:: ИСТОЧНИК ::
%%
Совершенно однозначно — Захаров, такой Знайка. Может быть, это потому, что он нравился тогдашней девушке моей. Она всегда появление яйцеголового Захарова ожидала с большим… Мне и сейчас больше всего нравится Захаров. Я совершенно не знаю, где он сейчас. Я два раза брал у него интервью. Моменты общения с ним были всегда безумно интересными. Безумно интересными! Он прекрасный человек, очень интересный военный историк.
«Прочёл повести Юрия Вяземского. В предисловиях к сборнику «Бэстолочь» Вяземский пишет: «Многие мои читатели пишут, что герои не устарели». Согласны ли вы с этим мнением?»
Я вообще считаю, что ранняя проза Вяземского блистательна. У меня, ещё раз говорю, сложное отношение к его прозе поздней, хотя «Баккуроты» — замечательная вещь, по-моему. И мне его «Вооружение Одиссея» кажется книгой тоже довольно сложной, и со многим я там не могу согласиться, и стилистически она вызывает у меня вопросы. Ну, она и не закончена, там из семи томов написано два.
%%
:: СПИСОК ::
%%
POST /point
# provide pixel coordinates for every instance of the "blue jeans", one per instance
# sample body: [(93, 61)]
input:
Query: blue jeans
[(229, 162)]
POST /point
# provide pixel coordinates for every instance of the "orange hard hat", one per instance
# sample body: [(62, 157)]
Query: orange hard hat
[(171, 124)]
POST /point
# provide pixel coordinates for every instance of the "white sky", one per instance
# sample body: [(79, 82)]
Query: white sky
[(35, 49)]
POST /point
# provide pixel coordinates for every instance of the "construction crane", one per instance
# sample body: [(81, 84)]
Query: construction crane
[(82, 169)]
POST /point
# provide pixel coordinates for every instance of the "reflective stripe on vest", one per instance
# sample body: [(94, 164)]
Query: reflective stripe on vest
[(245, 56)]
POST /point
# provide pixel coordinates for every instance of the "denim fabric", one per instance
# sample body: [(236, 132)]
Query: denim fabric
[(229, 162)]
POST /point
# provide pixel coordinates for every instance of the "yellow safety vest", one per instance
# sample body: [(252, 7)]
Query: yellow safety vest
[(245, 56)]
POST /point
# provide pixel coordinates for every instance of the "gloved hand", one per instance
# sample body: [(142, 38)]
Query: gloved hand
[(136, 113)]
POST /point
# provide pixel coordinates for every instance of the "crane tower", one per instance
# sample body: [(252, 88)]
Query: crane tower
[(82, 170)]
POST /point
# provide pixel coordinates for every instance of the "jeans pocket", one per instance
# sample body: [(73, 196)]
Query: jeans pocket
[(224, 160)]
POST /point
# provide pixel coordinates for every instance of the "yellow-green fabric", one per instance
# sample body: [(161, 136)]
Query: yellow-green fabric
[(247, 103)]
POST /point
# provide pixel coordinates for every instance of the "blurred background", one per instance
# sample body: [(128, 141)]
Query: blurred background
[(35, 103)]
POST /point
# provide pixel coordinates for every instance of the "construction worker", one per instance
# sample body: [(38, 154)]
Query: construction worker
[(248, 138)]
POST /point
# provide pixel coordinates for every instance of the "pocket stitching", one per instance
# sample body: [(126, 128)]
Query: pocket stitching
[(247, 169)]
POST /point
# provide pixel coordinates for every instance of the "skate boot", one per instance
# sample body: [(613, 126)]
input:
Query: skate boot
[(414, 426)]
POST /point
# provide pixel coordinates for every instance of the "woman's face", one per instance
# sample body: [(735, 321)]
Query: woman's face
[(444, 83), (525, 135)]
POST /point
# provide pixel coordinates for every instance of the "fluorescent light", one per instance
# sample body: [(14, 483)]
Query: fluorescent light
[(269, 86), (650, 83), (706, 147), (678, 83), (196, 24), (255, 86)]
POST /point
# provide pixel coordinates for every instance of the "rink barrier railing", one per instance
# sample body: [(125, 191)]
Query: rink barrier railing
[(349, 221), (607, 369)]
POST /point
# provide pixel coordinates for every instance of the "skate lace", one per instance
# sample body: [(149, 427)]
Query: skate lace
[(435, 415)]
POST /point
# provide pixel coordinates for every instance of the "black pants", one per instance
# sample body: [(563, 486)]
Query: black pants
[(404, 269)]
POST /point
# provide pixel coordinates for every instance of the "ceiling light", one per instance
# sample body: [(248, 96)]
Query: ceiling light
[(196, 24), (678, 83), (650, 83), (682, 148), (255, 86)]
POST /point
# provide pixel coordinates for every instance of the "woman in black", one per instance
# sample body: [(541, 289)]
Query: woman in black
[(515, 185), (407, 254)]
%%
:: ЗАДАНИЕ ::
Перепишите из источника слово в слово всё, начиная со слов «Я вообще считаю, что» и до слов «томов написано два.» включительно. Список здесь не нужен.

:: ОТВЕТ ::
Я вообще считаю, что ранняя проза Вяземского блистательна. У меня, ещё раз говорю, сложное отношение к его прозе поздней, хотя «Баккуроты» — замечательная вещь, по-моему. И мне его «Вооружение Одиссея» кажется книгой тоже довольно сложной, и со многим я там не могу согласиться, и стилистически она вызывает у меня вопросы. Ну, она и не закончена, там из семи томов написано два.